Source data:
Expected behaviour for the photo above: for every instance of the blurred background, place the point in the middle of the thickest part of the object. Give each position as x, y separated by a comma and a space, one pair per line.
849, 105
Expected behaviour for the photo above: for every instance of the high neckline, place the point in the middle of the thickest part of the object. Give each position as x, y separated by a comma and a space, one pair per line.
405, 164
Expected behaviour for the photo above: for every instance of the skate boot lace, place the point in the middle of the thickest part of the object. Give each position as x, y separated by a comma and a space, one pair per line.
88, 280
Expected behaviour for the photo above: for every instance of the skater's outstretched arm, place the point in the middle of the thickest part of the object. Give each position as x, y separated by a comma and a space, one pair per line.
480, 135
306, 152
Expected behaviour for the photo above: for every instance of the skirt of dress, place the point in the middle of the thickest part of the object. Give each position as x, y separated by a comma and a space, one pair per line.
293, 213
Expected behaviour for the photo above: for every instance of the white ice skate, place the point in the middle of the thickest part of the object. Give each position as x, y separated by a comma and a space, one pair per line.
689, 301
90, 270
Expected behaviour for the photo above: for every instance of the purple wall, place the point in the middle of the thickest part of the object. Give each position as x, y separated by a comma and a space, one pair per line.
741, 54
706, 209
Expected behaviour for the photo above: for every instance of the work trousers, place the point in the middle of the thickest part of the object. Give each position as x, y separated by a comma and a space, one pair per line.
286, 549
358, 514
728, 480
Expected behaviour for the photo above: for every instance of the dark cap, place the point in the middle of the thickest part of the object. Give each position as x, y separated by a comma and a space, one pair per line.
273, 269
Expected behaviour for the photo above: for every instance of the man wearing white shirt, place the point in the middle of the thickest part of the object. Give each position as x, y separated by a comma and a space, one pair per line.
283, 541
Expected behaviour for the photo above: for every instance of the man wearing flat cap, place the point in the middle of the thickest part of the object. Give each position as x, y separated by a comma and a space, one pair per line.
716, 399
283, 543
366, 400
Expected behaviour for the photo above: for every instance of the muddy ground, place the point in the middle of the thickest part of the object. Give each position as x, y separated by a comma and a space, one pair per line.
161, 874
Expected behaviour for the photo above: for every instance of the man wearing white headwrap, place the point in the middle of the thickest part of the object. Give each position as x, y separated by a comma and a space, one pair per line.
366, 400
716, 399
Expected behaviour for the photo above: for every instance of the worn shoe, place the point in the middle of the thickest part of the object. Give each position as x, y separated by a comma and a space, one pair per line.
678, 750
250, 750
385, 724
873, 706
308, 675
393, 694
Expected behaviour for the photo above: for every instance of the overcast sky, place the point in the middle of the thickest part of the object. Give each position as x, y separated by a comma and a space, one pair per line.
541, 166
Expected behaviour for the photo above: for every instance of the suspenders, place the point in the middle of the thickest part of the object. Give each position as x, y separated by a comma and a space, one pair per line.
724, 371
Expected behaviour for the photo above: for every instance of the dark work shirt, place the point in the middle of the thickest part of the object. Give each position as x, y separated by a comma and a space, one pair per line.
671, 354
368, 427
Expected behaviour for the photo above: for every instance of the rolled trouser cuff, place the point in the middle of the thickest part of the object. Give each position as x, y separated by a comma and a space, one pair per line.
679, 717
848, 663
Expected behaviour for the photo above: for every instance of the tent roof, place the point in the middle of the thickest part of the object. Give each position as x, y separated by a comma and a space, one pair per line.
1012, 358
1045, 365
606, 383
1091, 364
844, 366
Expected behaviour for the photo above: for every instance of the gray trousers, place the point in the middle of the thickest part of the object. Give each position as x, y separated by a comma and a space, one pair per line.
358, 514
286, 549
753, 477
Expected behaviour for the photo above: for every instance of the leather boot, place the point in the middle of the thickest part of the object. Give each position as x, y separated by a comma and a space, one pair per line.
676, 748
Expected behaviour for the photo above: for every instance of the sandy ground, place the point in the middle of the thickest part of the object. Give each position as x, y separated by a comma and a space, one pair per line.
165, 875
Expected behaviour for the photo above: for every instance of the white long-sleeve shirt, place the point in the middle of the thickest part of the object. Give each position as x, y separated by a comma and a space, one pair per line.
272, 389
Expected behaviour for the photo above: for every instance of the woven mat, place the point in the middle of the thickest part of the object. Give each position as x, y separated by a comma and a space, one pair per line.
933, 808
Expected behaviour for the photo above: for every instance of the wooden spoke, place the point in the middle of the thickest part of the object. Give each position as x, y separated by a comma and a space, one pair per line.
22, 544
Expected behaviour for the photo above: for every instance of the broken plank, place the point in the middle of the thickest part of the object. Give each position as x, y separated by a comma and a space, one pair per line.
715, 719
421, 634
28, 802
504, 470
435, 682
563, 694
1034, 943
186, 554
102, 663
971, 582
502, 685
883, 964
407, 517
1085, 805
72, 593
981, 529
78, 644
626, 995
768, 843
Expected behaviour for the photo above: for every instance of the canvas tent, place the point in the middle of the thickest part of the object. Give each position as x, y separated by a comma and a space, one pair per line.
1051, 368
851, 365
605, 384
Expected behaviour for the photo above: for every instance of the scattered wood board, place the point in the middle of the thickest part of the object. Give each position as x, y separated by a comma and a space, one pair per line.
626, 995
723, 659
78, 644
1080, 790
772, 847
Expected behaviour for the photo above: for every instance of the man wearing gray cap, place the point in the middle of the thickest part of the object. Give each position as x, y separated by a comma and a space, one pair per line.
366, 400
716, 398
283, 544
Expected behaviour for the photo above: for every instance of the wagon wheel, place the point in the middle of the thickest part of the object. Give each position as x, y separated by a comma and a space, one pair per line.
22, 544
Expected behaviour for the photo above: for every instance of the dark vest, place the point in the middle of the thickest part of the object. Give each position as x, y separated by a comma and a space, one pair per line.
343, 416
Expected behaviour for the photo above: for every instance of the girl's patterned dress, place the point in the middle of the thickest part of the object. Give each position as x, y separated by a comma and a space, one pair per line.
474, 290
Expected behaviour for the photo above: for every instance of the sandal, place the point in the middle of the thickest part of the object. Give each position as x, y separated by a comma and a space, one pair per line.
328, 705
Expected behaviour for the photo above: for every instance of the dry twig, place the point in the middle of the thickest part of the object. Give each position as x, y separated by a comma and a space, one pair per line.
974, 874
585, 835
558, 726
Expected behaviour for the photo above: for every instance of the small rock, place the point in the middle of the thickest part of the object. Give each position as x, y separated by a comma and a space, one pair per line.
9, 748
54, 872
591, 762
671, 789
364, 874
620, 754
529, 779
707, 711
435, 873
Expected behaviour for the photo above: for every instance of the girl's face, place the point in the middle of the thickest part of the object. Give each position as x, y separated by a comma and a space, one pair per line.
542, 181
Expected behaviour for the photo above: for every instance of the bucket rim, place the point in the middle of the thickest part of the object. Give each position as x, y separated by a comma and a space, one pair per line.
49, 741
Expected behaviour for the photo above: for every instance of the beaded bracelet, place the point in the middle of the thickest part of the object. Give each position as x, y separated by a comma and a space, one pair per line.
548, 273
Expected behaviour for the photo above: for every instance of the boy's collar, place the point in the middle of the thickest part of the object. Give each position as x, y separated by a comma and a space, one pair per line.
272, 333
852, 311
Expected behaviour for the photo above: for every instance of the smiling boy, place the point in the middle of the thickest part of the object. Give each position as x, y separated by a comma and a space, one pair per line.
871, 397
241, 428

Goal: Please recast the lines into a Markdown table with the columns No. and Line, starting with the line that contains "of the smiling" and going on through the last line, numbering each row and leaving out blank lines.

Result:
| No. | Line |
|---|---|
| 1 | Expected behaviour for the photo above: for every instance of the smiling boy, place the point in the middle of the thickest part of the object. Give each position as x, y separated by a comma and a space, one pair per line. |
| 2 | 871, 397 |
| 3 | 241, 428 |